START GIVEN RECORDS

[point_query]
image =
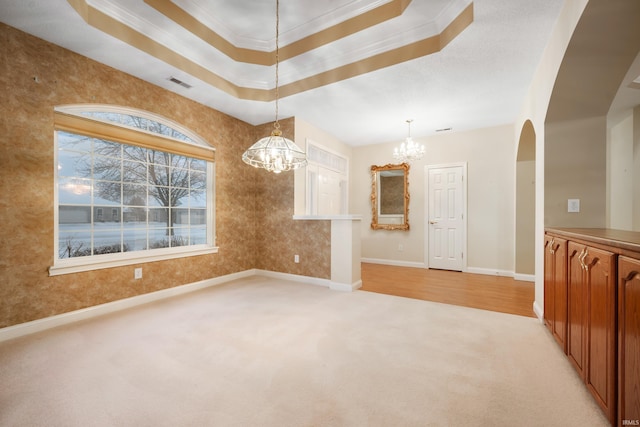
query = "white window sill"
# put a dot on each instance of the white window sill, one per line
(77, 265)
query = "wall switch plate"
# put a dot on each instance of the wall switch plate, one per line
(573, 205)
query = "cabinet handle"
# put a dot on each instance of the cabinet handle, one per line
(582, 256)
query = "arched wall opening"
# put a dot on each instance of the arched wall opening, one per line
(596, 71)
(525, 203)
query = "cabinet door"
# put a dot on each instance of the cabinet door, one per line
(576, 308)
(628, 339)
(560, 292)
(549, 278)
(555, 288)
(600, 375)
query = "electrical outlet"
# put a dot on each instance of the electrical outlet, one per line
(573, 205)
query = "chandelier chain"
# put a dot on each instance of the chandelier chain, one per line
(277, 123)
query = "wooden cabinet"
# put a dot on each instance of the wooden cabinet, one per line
(628, 339)
(591, 343)
(577, 305)
(602, 341)
(555, 288)
(599, 272)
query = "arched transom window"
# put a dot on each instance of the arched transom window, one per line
(130, 187)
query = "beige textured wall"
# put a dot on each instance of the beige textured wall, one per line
(490, 155)
(576, 168)
(26, 188)
(278, 236)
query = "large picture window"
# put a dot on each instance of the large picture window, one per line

END GIVEN RECORDS

## DIRECTIONS
How many lines in the material above contain the word "beige"? Reply with the number alone.

## OUTPUT FOR THIS EXERCISE
2